柑橘類の中でオレンジはビタミンCが豊富に含まれていますが、ジュースを飲む際には、ビタミンCの酸化し易い性質を考慮して、搾りたてを飲むのが良いとされています。
【グレープフルーツ】
「グレープフルーツ」という名は、果実がぶどう(grape)の房と同様に、木の枝に房状に実る事に由来しています。
この果物には甘味と酸味、そしてほのかな苦味が有りますが、果肉の白いものは酸味が際立ち、ピンクグレープフルーツのように果肉の赤いものは、甘味が強くなっています。
苦味の正体は「ナリンギン」というフラボノイドであり、脂肪の燃焼を促進する効果が有ります。
また、赤い果肉をしているグレープフルーツには「リコピン」という抗酸化物質が含まれており、老化を遅らせる効果が更に期待出来ます。
しかし、この果物を食べる際には知っておきたい注意点も有ります。
この果物に含まれている「フラノクマリン」という成分が、特定の薬の作用に影響を与える恐れが有るために、医療従事者から服薬中の方へ注意喚起されている点が挙げられます。
【レモン】
とても酸っぱい事で有名なレモンには、クエン酸が非常に多く含まれています。
そのためレモンは強い酸性を示し、pHは約2となっています。
クエン酸には疲労回復や新陳代謝の促進に効果が有り、健康維持に重要な役割を果たしています。
ビタミンCの含有量は柑橘類の中でトップクラスであり、100gあたり約100mg含まれています。
レモンの酸味は魚介類や鶏肉の料理の臭みを抑えるのに役立ち、ドレッシングやソース、マリネ液などの調味料にも使用されていて、新鮮ですっきりとした風味を加えるのに重宝されています。
【柚子】
いくつかの文化的な魅力を持つ柚子は、調理に使用される本柚子の他に、観賞用の花柚子としても知られています。
柚子は果汁と皮が調理の風味付けに使用されており、 和食では薬味として鍋料理や刺身などに添えられます。
また、柚子胡椒や柚子味噌などの調味料としても親しまれています。
柚子の皮にはビタミンCが100gあたり約160mgも含まれており、その強い抗酸化作用から美容と免疫力の向上が大いに期待されます。
また、皮には「ヘスペリジン」という成分も含まれており、これには血行促進効果が有ります。
冬至に「ゆず湯」に入る日本独自の文化は、この効果を利用した先人の知恵でしょう。
これは江戸時代に風習として全国に広まっていく際に起きた、「湯治」と「冬至」の語呂合わせに由来すると言われています。
冷え性で悩んでいる方は、日常のお風呂に取り入れてみると良いかもしれません。
柚子風呂の主な健康効果
- リラックス効果
リモネンやシトラールなどの香り成分からリラックス効果を得られます。 - 血行促進
- ヘスペリジンが血流を改善してくれます。

· · · · ·

**情報の活用**
1 – 柑橘類の文章を2文で要約してください。
2 – 柑橘類の文章について、次の問いに答えてください。
(a) 「グレープフルーツ」という名は何に由来していますか。
(b) レモンのpHは約いくつですか。
(c) 柚子の皮には、ビタミンCが100gあたり約何mg含まれていますか。
3 – 柑橘類の文章を、最後の文の後から続けて書いてください。
エントリーは本文とは別個の資料です。

フレーズグラウンディング用データ
· · · · ·

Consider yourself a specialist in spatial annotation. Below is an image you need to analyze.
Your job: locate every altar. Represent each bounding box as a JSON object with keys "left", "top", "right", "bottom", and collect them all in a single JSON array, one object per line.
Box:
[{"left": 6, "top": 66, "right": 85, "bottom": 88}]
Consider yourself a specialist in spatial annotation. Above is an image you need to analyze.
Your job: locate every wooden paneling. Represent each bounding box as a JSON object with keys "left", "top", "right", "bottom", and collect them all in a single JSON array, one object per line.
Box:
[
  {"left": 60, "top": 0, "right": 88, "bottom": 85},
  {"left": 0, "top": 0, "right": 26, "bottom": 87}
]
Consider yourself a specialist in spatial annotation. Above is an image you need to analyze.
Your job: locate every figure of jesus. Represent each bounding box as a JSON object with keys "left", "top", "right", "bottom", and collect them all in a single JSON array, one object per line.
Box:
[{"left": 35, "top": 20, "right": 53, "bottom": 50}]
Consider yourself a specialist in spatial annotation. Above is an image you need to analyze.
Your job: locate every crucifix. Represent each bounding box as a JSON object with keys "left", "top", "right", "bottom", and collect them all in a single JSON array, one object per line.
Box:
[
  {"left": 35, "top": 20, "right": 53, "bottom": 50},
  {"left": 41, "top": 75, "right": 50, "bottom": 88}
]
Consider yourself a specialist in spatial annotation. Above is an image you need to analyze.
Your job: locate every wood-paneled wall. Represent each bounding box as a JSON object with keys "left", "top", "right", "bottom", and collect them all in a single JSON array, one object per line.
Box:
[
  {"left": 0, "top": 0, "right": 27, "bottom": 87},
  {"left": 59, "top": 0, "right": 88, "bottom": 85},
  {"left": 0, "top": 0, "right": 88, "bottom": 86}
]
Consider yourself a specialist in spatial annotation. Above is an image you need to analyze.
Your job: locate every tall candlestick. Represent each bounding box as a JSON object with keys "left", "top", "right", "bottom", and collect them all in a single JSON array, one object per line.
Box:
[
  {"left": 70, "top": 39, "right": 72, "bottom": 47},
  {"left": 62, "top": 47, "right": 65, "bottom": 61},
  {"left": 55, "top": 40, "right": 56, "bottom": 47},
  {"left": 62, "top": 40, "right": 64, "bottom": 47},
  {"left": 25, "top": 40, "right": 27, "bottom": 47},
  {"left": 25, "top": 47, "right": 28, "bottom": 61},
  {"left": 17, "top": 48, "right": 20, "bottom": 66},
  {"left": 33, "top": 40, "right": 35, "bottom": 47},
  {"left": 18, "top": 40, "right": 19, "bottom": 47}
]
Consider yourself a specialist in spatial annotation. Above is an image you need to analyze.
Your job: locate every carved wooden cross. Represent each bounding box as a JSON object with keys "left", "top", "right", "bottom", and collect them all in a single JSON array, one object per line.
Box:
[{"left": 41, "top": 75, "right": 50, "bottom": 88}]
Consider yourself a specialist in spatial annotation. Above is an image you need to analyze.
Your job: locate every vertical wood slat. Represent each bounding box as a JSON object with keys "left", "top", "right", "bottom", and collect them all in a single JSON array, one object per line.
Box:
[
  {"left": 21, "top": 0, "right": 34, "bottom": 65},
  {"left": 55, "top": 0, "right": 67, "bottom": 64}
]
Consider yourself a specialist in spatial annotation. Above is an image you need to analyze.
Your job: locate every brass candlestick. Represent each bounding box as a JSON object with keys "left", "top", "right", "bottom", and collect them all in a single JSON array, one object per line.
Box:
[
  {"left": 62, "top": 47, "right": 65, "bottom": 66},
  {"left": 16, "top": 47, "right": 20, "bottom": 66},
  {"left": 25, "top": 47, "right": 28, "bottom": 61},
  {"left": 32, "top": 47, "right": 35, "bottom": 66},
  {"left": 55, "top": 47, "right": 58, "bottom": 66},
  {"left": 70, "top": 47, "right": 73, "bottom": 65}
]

· · · · ·

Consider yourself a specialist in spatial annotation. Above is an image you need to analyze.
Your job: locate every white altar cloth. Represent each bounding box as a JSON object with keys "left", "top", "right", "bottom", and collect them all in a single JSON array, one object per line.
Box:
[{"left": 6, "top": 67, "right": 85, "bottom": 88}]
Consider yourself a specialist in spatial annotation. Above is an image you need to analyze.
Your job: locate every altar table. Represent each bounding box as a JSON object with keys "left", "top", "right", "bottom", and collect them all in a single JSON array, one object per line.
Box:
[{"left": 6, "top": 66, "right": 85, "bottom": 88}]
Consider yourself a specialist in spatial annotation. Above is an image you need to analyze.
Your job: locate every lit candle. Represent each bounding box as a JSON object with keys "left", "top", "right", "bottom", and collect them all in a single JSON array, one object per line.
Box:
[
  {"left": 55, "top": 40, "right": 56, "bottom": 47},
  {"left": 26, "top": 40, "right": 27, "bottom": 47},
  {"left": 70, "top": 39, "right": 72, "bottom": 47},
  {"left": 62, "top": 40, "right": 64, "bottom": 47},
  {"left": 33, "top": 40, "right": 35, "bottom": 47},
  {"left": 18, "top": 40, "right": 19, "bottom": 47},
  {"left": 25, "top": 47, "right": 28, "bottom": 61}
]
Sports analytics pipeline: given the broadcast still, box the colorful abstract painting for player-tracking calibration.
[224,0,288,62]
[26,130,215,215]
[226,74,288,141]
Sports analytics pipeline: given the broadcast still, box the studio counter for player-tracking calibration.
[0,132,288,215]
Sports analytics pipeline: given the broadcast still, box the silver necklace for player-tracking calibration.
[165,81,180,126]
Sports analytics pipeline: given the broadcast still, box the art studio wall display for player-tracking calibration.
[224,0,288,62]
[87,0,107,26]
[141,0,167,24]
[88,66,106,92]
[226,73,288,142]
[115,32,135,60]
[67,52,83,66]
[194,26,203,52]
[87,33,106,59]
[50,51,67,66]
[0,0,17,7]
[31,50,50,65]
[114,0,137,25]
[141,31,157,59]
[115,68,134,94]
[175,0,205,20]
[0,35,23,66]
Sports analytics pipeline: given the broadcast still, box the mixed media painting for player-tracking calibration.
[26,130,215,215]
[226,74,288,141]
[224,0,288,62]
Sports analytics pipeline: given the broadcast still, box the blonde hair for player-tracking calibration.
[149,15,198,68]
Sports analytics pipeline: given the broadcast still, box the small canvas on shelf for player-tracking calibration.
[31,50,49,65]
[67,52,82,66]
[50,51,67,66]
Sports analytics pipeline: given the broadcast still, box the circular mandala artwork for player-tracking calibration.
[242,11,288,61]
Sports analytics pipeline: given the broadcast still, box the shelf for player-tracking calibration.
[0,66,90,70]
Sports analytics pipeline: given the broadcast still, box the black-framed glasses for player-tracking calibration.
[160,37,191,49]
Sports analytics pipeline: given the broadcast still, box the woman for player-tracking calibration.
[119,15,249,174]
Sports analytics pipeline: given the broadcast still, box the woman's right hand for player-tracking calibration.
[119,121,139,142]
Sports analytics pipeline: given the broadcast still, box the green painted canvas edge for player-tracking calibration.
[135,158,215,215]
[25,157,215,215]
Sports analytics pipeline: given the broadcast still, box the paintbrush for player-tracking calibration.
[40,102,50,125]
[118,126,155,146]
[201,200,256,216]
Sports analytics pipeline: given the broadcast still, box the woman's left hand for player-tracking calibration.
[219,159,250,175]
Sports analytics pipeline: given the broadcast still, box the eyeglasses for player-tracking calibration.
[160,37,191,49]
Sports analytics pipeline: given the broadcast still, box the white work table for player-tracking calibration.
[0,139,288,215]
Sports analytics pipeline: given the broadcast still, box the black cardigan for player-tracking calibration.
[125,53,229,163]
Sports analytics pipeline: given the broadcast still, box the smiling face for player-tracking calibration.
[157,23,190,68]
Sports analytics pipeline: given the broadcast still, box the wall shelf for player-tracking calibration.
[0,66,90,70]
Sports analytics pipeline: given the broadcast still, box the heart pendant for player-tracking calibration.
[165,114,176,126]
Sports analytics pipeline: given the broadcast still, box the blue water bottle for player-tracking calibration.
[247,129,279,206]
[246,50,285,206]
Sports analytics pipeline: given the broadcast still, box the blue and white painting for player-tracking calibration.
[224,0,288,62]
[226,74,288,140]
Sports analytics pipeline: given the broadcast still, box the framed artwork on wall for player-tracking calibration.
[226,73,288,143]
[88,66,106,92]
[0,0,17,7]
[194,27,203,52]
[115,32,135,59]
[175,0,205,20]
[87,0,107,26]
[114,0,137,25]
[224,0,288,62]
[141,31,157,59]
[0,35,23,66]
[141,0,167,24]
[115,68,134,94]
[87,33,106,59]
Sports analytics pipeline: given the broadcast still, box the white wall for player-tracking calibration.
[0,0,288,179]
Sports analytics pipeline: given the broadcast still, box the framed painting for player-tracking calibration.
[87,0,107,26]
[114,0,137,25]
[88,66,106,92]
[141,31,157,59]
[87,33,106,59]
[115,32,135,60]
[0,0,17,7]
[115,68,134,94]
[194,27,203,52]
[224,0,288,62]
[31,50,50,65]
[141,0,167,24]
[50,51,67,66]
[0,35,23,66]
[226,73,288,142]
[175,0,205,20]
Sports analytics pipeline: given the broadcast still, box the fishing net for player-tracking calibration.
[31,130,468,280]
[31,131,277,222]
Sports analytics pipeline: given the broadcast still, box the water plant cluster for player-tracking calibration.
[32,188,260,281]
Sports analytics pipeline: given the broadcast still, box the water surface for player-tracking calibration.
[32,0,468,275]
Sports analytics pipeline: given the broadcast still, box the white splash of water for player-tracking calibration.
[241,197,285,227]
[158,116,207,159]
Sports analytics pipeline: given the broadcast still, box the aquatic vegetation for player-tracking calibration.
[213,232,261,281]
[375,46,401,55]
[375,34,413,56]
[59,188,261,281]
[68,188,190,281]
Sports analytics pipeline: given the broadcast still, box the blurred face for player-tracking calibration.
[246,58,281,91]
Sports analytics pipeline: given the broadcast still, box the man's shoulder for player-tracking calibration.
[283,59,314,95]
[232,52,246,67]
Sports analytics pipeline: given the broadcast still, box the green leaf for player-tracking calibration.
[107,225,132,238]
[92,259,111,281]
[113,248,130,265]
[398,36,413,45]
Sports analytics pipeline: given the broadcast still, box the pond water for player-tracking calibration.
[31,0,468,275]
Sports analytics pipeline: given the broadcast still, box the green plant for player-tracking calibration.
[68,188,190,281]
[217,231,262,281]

· · · · ·

**課題の解答**
1 – グレープフルーツは甘味・酸味・苦味を持ち、苦味成分のナリンギンには脂肪燃焼を促進する効果がある一方、フラノクマリンという成分が特定の薬の作用に影響を与える恐れがあります。レモンはクエン酸とビタミンCを豊富に含み、柚子は皮にビタミンCやヘスペリジンを含んでいて、冬至のゆず湯にも使われています。

2 –
(a) 果実がぶどうの房と同様に、木の枝に房状に実ることに由来しています。
(b) 約2です。
(c) 約160mgです。

3 –
- 血行が良くなる事で、代謝が活性化し、疲労回復のサポートも期待出来ます。
- 美肌効果
- ビタミンCなどの抗酸化成分により、肌のターンオーバーを促進する効果を狙えます。
これにより、肌にハリとツヤが戻る可能性が有ります。 - 果皮に含まれる精油成分が保湿効果を発揮し、肌をしっとりと保ちます。
- ビタミンCなどの抗酸化成分により、肌のターンオーバーを促進する効果を狙えます。
- 風邪の予防
- 果皮に含まれる精油成分には抗菌作用も有り、風邪の予防に役立ちます。
【かぼす と すだち】
かぼすの主産地である大分県では、刺身や鍋料理の他、焼き魚やうどんなどにも広く使われています。
酸味が強い果汁と独特の香りが特徴で、調味料として使われることが多く、特に寿司酢やドレッシングの材料にすると、爽やかな香りと酸味の効いた料理にする事が出来ます。
徳島県を主産地とするすだちは、その名に酢橘(すだち)「酢になる橘」という意味が込められていて、酢に代用される事が有ります。
すだちはかぼすに比べて小ぶりで香りが強く、果皮にはビタミンCが100gあたり約110mgも含まれています。
熟して果皮が黄色くなるにつれて香りが損なわれてしまうため、購入する際には出来るだけ緑の濃いものを選びます。
かぼすとすだちの共通点
- 種が健康に良い!
種には食物繊維の一種であるペクチンが含まれており、整腸と美容の効果が期待出来ます。 - 日本の食文化に欠かせない
秋の食材と相性が良く、「秋刀魚の塩焼き」や「松茸の土瓶蒸し」などに添えられます。
両者とも、クエン酸とビタミンCが豊富な柑橘類であり、脂肪の燃焼を助けて、アンチエイジング効果も期待出来ます。
また、豊富な香り成分「リモネン」からは食欲増進効果も得られるでしょう。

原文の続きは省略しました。